### [INSTRUCTIONS FOR THE TASK]
Only the records, repeated exactly, should make up the response.

### [RECORDED DATA]
________________________________________

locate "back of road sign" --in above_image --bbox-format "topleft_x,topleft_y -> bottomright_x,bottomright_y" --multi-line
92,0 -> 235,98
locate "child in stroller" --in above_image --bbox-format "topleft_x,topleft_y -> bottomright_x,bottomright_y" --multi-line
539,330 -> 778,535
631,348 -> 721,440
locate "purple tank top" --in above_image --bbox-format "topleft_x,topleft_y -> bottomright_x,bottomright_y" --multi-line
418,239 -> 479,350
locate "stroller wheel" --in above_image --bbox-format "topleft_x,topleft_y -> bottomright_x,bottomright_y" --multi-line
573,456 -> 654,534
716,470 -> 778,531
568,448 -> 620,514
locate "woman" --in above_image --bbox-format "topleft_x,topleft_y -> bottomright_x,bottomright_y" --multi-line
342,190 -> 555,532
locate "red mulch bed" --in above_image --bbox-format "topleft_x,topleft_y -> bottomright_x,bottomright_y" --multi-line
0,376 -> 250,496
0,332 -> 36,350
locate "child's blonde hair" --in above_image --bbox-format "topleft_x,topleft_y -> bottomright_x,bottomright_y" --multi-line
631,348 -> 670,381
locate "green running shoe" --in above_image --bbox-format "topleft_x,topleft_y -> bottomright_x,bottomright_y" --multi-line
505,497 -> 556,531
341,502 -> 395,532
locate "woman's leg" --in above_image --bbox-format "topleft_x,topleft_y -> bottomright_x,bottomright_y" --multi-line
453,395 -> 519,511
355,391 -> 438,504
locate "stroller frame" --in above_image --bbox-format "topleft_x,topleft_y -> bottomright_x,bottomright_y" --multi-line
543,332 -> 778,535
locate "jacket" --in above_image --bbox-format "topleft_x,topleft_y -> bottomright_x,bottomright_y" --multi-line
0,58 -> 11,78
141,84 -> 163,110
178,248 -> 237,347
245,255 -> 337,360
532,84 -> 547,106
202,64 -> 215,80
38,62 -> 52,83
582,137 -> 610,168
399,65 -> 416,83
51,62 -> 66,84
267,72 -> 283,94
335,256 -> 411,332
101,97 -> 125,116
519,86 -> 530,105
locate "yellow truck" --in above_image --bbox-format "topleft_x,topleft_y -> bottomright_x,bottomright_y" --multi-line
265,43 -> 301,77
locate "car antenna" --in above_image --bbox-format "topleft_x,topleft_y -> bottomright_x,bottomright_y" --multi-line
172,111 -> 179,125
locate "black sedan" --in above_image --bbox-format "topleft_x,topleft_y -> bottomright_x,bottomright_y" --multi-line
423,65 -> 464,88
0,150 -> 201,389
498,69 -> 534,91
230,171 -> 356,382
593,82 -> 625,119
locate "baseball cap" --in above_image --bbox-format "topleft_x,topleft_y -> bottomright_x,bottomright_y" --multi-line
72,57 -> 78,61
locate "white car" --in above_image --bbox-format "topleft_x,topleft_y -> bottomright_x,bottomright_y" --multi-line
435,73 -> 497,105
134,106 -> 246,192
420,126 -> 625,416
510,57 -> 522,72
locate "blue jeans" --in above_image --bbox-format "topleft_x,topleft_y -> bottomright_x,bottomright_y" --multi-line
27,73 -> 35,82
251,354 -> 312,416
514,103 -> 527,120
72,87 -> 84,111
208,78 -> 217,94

________________________________________

### [RESULT BELOW]
locate "back of road sign" --in above_image --bbox-format "topleft_x,topleft_y -> bottomright_x,bottomright_y" --multi-line
92,0 -> 235,98
locate "child in stroller" --in above_image --bbox-format "topleft_x,topleft_y -> bottomright_x,bottomright_y" --multi-line
539,330 -> 778,535
631,348 -> 721,440
locate "purple tank top" --in above_image --bbox-format "topleft_x,topleft_y -> bottomright_x,bottomright_y" --multi-line
418,239 -> 479,350
locate "stroller wheel" --in above_image --bbox-format "topleft_x,topleft_y -> bottomright_x,bottomright_y" --multi-line
573,456 -> 654,534
716,470 -> 778,531
568,448 -> 620,514
locate "woman" --in above_image --bbox-format "topleft_x,topleft_y -> bottomright_x,bottomright_y" --multi-line
342,190 -> 555,532
locate "red mulch bed" --in above_image --bbox-format "topleft_x,topleft_y -> bottomright_x,bottomright_y" --multi-line
0,376 -> 250,496
0,332 -> 36,350
locate "child's blonde hair" --in above_image --bbox-format "topleft_x,topleft_y -> bottomright_x,bottomright_y" --multi-line
631,348 -> 670,381
locate "green running shoe" --in above_image --bbox-format "topleft_x,topleft_y -> bottomright_x,bottomright_y" --multi-line
505,497 -> 556,531
341,502 -> 395,532
locate "woman's leg" --in above_image --bbox-format "topleft_x,topleft_y -> bottomright_x,bottomright_y" --multi-line
453,395 -> 519,511
355,391 -> 438,504
locate "stroller frame" --in above_image --bbox-format "topleft_x,topleft_y -> bottomright_x,bottomright_y" --multi-line
543,332 -> 778,535
locate "jacket" --in above_image --bbox-format "topleft_x,topleft_y -> bottomright_x,bottomright_y" --multi-line
0,58 -> 11,78
141,84 -> 163,110
178,248 -> 237,347
245,255 -> 337,360
532,84 -> 547,106
202,64 -> 215,80
38,62 -> 52,83
582,137 -> 610,168
399,65 -> 416,83
51,62 -> 66,84
267,72 -> 283,94
335,256 -> 411,332
101,97 -> 125,116
519,86 -> 530,105
locate "yellow truck" --in above_image --bbox-format "topleft_x,topleft_y -> bottomright_x,bottomright_y" --multi-line
265,43 -> 301,77
locate "car antenna" --in above_image --bbox-format "topleft_x,topleft_y -> bottomright_x,bottomright_y" --multi-line
172,111 -> 179,125
locate "black sedan" --in above_image --bbox-format "topleft_x,topleft_y -> bottomright_x,bottomright_y" --multi-line
423,65 -> 464,88
0,150 -> 201,389
498,69 -> 534,91
230,171 -> 356,382
593,82 -> 625,119
locate "baseball cap" --in above_image --bbox-format "topleft_x,topleft_y -> bottomright_x,bottomright_y" --multi-line
72,57 -> 78,61
locate "white car" --in above_image --bbox-format "topleft_x,topleft_y -> bottomright_x,bottomright_y" --multi-line
435,73 -> 497,105
134,106 -> 246,192
420,126 -> 625,416
510,57 -> 522,72
locate "blue jeans" --in above_image --bbox-format "topleft_x,topleft_y -> bottomright_x,bottomright_y" --multi-line
27,73 -> 35,82
251,354 -> 312,416
514,103 -> 527,120
72,87 -> 84,111
208,78 -> 217,94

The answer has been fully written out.